To be done:
How many lines of the material below contain the word "apron"? Reply with the number only.
** Start Supplied records **
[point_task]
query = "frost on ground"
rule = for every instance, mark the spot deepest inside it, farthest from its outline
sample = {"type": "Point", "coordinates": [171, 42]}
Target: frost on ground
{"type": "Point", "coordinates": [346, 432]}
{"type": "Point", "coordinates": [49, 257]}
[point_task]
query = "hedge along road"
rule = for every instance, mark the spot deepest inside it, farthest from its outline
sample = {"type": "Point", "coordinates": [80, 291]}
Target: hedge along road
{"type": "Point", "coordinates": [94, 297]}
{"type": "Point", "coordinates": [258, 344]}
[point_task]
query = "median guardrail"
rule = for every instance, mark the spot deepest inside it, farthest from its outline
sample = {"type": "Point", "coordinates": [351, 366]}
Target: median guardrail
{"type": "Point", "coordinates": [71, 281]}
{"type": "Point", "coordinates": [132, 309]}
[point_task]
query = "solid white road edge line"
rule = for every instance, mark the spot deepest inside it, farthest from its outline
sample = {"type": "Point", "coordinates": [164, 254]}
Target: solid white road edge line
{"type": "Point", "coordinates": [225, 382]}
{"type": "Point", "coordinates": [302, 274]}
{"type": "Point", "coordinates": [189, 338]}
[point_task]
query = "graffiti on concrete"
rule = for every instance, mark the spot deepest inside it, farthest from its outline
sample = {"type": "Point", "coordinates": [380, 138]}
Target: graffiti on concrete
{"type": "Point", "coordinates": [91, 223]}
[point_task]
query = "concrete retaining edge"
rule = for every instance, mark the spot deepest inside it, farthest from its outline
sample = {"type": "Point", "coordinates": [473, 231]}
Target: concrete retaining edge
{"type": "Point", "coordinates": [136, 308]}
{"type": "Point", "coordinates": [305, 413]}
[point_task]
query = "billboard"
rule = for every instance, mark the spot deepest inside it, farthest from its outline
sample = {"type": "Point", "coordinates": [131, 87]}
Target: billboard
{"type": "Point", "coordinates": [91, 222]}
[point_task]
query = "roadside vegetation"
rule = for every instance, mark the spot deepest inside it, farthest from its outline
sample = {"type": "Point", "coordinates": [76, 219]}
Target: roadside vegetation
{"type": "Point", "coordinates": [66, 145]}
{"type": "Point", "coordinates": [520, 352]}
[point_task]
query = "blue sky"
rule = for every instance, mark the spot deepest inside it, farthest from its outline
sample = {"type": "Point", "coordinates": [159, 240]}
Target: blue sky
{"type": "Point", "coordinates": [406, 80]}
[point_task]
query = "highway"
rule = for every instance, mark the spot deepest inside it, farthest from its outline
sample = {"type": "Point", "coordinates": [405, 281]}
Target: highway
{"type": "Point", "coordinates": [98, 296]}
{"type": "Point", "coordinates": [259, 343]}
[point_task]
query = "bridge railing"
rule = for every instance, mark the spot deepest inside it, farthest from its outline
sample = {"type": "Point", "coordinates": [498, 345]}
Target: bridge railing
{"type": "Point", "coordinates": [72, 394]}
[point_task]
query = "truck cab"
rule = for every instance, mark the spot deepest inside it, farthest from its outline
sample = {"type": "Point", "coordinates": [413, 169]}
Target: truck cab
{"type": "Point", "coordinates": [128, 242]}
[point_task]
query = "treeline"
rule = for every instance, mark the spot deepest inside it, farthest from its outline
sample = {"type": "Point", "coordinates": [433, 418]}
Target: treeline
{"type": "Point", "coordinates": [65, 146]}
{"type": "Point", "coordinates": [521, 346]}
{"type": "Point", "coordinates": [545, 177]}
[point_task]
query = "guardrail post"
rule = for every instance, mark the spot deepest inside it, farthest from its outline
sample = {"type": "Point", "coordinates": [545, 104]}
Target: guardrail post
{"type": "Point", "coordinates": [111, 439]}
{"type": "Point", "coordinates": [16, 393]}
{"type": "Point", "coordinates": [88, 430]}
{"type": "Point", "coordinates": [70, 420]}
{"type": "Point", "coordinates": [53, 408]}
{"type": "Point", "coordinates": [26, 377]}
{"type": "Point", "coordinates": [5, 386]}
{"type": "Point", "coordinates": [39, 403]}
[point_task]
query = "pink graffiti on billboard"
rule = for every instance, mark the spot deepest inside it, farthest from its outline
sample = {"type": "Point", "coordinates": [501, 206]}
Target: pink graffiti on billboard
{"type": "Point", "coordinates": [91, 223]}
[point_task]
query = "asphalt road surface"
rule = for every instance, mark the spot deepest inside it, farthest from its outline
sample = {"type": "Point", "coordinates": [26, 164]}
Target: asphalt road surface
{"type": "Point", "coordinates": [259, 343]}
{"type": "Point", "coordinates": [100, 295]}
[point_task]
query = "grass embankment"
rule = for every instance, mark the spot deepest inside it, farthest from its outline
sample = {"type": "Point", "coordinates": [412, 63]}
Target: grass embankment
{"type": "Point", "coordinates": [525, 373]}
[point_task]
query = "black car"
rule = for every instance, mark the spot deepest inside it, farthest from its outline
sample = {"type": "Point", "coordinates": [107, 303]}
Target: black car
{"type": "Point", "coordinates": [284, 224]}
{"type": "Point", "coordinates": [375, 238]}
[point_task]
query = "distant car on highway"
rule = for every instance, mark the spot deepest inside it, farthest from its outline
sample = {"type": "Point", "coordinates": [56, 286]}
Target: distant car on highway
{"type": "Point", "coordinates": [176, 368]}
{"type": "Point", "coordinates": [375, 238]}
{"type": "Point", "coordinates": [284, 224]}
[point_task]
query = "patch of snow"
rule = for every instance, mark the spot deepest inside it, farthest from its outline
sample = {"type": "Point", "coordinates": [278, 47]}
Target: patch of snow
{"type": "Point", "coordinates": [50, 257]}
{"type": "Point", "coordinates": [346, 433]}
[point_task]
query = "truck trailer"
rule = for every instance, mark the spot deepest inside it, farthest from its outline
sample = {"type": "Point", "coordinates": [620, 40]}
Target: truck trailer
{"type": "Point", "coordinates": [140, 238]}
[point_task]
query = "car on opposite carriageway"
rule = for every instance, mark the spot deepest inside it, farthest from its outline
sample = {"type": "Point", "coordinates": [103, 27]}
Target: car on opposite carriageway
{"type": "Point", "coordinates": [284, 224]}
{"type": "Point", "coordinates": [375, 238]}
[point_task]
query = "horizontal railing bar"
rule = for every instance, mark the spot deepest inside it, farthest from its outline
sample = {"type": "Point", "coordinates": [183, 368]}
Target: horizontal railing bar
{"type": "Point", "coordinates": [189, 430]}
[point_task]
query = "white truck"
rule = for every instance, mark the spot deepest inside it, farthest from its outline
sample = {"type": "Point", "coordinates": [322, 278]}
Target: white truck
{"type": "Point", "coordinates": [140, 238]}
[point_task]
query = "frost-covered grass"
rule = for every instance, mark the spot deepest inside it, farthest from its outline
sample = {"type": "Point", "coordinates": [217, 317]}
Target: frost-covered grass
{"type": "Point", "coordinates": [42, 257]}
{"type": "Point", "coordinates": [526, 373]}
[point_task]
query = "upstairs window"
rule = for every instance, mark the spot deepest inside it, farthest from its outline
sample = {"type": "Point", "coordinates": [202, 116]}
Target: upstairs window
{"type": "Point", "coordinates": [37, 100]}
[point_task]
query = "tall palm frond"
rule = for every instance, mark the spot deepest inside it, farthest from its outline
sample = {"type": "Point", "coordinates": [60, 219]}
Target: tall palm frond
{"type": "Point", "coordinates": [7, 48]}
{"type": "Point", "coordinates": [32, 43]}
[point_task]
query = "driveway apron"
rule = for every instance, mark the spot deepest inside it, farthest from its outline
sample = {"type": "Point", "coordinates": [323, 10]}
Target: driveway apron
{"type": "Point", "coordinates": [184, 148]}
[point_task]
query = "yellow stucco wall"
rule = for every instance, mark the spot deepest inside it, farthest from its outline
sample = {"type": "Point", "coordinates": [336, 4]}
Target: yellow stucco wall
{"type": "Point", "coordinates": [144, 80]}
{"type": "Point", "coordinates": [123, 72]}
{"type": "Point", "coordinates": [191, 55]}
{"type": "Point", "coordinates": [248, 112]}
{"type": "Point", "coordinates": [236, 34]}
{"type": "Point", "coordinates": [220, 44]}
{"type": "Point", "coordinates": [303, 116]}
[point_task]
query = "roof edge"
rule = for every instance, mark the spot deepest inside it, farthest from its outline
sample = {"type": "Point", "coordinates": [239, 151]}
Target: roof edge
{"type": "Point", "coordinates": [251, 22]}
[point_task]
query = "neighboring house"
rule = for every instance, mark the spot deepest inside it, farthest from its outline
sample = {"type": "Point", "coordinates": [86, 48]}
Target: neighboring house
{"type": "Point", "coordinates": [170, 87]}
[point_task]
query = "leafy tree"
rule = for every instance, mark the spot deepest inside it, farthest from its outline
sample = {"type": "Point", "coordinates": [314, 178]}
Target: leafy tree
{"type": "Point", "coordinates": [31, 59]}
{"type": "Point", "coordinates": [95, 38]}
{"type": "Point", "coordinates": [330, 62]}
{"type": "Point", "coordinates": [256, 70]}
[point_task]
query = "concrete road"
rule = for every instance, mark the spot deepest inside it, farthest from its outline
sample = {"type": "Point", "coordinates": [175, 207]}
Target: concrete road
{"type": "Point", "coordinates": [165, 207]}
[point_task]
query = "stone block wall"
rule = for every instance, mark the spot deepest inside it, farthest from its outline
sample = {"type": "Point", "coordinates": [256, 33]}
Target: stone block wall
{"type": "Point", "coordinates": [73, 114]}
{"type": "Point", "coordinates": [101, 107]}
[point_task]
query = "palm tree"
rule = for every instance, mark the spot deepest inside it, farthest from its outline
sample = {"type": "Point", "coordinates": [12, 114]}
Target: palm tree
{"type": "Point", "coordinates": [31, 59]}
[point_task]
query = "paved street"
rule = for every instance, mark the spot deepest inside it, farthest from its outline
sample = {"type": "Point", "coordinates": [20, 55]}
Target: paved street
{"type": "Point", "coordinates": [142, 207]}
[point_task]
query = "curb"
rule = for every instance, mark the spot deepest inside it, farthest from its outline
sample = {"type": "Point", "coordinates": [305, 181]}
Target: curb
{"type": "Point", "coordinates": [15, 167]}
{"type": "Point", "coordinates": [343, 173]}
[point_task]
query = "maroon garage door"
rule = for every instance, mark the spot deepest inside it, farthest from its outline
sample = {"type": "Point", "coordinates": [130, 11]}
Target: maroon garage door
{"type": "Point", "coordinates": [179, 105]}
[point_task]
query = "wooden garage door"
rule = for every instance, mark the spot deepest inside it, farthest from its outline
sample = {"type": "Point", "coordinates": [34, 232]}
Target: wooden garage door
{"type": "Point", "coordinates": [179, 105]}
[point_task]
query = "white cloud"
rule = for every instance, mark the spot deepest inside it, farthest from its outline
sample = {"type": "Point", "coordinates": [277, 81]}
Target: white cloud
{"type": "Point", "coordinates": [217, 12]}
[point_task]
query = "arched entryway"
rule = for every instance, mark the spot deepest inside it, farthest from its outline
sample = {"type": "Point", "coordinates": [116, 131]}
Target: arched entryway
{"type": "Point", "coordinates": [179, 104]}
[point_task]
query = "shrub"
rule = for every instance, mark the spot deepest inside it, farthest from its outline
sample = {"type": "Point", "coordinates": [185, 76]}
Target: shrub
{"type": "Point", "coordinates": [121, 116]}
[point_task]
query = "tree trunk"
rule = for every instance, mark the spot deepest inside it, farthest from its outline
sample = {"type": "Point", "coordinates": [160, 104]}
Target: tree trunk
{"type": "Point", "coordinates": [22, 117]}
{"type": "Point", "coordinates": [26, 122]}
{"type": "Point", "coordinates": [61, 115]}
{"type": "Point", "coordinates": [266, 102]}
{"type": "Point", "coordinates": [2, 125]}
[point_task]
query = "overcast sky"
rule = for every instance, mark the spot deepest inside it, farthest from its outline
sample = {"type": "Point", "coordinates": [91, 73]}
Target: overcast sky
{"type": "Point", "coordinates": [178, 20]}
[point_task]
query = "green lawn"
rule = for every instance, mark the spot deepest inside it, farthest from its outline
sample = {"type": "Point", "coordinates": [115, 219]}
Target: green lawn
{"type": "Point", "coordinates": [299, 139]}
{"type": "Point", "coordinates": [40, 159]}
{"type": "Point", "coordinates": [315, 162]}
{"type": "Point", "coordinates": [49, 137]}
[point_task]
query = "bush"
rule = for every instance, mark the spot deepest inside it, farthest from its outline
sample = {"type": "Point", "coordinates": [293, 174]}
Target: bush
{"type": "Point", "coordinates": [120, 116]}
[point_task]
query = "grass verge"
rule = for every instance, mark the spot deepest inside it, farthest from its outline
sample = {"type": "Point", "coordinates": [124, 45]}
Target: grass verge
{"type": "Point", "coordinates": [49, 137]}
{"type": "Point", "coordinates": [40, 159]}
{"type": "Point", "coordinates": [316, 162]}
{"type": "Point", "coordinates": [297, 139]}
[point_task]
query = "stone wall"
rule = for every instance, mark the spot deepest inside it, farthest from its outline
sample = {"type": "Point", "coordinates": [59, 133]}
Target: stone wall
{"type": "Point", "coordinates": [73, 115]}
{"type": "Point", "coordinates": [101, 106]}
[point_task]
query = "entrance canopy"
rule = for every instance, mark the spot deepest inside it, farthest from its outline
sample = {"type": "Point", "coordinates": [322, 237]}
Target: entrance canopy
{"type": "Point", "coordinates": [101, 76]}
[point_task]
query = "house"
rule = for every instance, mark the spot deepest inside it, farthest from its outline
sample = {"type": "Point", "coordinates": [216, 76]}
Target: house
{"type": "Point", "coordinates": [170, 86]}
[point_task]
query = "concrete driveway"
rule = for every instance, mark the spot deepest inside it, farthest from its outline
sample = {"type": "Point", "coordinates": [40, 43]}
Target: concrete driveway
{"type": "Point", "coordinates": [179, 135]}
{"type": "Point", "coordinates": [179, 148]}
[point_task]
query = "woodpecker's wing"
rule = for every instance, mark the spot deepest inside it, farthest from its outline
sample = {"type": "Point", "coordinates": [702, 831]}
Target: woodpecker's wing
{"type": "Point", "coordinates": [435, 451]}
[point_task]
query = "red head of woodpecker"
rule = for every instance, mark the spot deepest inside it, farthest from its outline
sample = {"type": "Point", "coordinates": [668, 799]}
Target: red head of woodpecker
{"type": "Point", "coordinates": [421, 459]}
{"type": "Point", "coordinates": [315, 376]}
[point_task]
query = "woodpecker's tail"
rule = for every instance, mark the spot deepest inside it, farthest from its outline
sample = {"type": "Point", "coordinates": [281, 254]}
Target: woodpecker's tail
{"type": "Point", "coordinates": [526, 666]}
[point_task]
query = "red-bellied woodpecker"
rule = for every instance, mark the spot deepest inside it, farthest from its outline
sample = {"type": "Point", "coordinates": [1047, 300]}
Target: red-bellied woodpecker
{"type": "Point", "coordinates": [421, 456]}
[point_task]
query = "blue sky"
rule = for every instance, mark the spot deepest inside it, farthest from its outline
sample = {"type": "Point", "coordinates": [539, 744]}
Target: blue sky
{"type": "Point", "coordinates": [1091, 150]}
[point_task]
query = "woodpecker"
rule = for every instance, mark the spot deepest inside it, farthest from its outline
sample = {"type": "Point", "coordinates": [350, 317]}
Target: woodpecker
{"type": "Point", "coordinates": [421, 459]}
** End Supplied records **
Exercise solution:
2